++++ Selected passage

SwiReasoning: Switch-Thinking in Latent and Explicit for Pareto-Superior Reasoning LLMs
Dachuan Shi, Abedelkadir Asi, Keying Li, Xiangchi Yuan, Leyan Pan, Wenke Lee, Wen Xiao
2025-10-07
Summary
This paper explores how large language models (LLMs) can 'think' to solve problems, going beyond just writing out step-by-step solutions. It focuses on a method called 'latent reasoning' where the model processes information internally, and addresses issues that arise when models get stuck or spend too much time thinking without improving the answer.
What's the problem?
LLMs are getting better at reasoning, but when they think internally (latent reasoning) instead of writing out steps, they can struggle. This happens because the model explores many possible solutions at once, which can lead to uncertainty and incorrect answers. Also, these models sometimes 'overthink' – they keep processing information even when it’s not helping them get closer to the right solution, wasting resources and time.
What's the solution?
The researchers developed a framework called SwiReasoning that helps LLMs balance internal thinking with explicitly writing out steps. It does this by monitoring how confident the model is in its predictions and switching between internal reasoning and writing out steps based on that confidence. It also limits how many times the model can switch between these modes to prevent overthinking and improve efficiency.
Why it matters?
This work is important because it makes LLMs more accurate and efficient at solving complex problems. By improving how models reason, especially when they're working internally, we can get better results with less computational cost. This is particularly useful when resources are limited, like when running models on devices with less processing power or when trying to solve problems quickly.

++++++++
++++ Supplied entries

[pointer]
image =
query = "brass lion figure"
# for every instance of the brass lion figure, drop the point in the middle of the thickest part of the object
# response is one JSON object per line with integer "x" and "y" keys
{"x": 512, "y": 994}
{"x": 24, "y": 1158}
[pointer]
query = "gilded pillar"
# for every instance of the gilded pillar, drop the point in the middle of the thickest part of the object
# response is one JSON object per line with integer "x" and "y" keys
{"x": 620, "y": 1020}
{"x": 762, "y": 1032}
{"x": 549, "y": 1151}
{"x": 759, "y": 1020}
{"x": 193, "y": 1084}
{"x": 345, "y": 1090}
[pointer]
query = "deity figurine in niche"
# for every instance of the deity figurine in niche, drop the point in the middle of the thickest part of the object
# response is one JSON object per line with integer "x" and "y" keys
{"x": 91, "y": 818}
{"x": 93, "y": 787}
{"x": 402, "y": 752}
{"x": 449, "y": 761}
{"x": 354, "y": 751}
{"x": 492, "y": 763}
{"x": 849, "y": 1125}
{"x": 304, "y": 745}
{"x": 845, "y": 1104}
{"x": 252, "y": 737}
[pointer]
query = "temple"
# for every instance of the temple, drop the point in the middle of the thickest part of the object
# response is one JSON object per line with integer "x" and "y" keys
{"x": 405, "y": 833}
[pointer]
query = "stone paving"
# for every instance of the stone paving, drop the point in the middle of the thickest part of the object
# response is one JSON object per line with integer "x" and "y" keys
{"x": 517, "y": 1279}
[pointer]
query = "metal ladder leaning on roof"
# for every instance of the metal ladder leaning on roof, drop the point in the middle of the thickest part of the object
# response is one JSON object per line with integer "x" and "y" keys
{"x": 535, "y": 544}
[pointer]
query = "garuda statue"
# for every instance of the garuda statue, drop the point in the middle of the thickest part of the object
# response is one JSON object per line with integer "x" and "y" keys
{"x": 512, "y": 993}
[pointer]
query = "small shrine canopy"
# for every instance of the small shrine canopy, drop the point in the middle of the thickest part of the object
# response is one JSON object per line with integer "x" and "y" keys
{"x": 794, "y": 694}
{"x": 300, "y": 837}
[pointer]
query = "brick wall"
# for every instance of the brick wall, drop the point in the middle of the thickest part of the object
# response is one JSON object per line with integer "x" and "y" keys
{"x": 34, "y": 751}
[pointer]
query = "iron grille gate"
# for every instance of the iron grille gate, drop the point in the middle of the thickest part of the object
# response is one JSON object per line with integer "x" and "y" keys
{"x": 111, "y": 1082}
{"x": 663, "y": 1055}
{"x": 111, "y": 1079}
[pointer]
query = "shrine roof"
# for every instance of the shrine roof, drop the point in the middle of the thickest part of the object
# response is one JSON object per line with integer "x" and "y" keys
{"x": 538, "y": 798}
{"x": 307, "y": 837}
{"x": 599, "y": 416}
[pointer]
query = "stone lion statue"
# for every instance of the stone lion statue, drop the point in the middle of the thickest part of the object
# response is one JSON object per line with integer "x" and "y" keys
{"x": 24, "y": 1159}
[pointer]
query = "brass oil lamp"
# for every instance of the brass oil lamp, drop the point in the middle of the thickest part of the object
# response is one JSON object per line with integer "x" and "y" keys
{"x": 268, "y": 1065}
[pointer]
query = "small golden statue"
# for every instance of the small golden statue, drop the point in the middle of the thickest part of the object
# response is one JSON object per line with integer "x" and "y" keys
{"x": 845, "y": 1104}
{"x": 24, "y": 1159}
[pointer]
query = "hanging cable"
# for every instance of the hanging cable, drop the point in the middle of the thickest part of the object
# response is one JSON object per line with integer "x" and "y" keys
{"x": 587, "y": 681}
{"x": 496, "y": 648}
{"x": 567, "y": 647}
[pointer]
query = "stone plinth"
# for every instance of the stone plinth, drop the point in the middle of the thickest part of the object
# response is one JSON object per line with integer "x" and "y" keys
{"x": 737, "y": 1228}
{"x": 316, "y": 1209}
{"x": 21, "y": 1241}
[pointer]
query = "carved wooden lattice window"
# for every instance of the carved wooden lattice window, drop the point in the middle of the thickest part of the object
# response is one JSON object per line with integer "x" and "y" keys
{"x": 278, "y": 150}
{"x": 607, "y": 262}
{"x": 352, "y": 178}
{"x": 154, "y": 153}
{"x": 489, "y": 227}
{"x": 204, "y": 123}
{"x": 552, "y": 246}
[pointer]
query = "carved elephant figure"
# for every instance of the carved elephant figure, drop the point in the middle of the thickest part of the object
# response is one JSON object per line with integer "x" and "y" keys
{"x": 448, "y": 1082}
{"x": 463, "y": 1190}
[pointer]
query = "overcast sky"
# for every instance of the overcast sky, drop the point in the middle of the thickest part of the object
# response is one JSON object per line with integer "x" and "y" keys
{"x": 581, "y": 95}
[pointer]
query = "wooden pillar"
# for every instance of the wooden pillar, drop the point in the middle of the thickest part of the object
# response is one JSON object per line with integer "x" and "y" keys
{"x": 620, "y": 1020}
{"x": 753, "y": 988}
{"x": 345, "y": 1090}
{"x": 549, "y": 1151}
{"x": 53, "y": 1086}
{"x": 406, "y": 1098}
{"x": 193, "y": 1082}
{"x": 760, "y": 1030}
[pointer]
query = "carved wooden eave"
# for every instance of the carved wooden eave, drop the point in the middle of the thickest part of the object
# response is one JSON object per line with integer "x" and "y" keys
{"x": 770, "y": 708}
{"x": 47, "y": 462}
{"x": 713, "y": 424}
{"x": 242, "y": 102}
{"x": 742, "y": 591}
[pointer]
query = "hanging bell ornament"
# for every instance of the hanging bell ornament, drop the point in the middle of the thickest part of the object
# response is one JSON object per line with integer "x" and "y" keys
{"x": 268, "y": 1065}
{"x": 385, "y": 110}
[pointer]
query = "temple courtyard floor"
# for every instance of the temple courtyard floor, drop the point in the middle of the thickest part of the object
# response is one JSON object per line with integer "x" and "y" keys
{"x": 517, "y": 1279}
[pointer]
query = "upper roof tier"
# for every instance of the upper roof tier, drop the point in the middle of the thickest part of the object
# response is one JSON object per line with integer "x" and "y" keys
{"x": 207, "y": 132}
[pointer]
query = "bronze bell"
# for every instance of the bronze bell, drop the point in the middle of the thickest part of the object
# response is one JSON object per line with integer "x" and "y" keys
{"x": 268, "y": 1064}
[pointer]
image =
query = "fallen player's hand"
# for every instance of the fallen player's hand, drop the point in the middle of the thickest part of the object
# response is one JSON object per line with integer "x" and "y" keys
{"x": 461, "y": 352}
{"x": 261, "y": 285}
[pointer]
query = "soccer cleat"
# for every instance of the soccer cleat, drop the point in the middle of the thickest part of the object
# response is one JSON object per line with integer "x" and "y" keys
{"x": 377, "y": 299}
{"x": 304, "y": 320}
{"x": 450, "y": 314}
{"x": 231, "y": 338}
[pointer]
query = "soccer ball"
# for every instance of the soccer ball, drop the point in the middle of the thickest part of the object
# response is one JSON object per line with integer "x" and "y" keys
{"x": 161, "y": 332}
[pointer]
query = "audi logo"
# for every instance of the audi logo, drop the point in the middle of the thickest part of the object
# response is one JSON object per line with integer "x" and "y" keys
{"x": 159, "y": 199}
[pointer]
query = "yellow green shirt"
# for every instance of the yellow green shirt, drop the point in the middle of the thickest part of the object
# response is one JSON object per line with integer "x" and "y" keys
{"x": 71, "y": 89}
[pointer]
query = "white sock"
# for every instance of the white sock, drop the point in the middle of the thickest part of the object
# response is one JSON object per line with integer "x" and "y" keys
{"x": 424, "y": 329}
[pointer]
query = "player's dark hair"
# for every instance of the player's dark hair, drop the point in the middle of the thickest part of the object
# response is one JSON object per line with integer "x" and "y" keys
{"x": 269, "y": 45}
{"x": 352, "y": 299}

++++++++

Task 1:
According to the SwiReasoning summary, what does the framework watch in order to decide when to switch between internal reasoning and writing out steps?
Task 2:
Write what comes next in the SwiReasoning summary, picking up after its last sentence.
The items have nothing to do with the SwiReasoning summary.

Written answer 1:
It watches how confident the model is in its predictions.

Written answer 2:
Abstract
Recent work shows that, beyond discrete reasoning through explicit chain-of-thought steps, which are limited by the boundaries of natural languages, large language models (LLMs) can also reason continuously in latent space, allowing richer information per step and thereby improving token efficiency. Despite this promise, latent reasoning still faces two challenges, especially in training-free settings: 1) purely latent reasoning broadens the search distribution by maintaining multiple implicit paths, which diffuses probability mass, introduces noise, and impedes convergence to a single high-confidence solution, thereby hurting accuracy; and 2) overthinking persists even without explicit text, wasting tokens and degrading efficiency. To address these issues, we introduce SwiReasoning, a training-free framework for LLM reasoning which features two key innovations: 1) SwiReasoning dynamically switches between explicit and latent reasoning, guided by block-wise confidence estimated from entropy trends in next-token distributions, to balance exploration and exploitation and promote timely convergence. 2) By limiting the maximum number of thinking-block switches, SwiReasoning curbs overthinking and improves token efficiency across varying problem difficulties. On widely used mathematics and STEM benchmarks, SwiReasoning consistently improves average accuracy by 1.5%-2.8% across reasoning LLMs of different model families and scales. Furthermore, under constrained budgets, SwiReasoning improves average token efficiency by 56%-79%, with larger gains as budgets tighten.